▶ [WORK TASK] Copy exactly the last part of the entries, starting from the line with "instance of the sun" and including the final line.

[Stored dataset items]
.....
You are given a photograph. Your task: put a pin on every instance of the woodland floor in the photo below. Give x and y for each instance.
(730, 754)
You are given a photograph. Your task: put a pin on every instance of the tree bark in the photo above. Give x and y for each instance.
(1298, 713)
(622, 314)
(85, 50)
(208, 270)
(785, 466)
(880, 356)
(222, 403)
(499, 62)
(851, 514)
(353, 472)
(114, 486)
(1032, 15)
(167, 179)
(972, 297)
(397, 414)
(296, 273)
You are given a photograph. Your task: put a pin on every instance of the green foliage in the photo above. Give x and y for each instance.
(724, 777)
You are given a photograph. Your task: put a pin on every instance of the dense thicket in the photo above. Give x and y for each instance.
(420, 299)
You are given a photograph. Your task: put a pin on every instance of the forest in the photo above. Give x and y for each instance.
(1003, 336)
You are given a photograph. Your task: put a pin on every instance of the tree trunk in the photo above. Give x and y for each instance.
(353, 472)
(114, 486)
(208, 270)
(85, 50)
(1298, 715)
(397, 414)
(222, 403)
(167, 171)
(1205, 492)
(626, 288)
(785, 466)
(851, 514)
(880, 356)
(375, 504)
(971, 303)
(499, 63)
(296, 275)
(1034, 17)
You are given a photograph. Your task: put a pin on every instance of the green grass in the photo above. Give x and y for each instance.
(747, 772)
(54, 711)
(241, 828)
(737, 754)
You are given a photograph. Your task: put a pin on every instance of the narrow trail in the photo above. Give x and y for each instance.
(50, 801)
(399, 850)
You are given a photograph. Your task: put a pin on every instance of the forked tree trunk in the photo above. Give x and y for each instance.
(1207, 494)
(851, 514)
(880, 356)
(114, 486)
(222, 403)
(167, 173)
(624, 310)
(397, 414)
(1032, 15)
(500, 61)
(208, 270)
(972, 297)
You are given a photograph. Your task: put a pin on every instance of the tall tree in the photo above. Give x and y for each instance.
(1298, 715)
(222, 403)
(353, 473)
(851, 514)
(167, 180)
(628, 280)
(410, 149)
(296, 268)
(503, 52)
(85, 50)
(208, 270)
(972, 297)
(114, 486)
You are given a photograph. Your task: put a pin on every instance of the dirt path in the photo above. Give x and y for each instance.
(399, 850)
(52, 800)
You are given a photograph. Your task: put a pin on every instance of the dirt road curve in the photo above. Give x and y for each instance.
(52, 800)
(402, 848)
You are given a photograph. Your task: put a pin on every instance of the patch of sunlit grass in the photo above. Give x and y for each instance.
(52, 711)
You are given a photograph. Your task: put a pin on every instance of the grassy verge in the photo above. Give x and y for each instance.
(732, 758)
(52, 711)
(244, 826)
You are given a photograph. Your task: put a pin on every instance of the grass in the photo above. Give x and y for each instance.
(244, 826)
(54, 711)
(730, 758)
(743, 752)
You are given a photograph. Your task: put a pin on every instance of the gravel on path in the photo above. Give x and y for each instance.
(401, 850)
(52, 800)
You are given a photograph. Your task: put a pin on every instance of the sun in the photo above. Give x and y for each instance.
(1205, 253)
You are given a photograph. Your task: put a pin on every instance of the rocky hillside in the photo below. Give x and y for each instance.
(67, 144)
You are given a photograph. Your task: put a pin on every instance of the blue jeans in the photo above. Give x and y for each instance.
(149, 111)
.....
▶ [REPLY]
You are given a photograph. Your task: put a pin on every instance of the sun in the photo above. Give x and y for each instance.
(1205, 253)
You are given a photograph. Your task: put a pin on every instance of the rocky hillside in the photo below. Give x and y for each instance.
(67, 144)
You are given a photograph. Your task: put a pin on every instance of the blue jeans in the photo above. Give x and y for each instance.
(149, 111)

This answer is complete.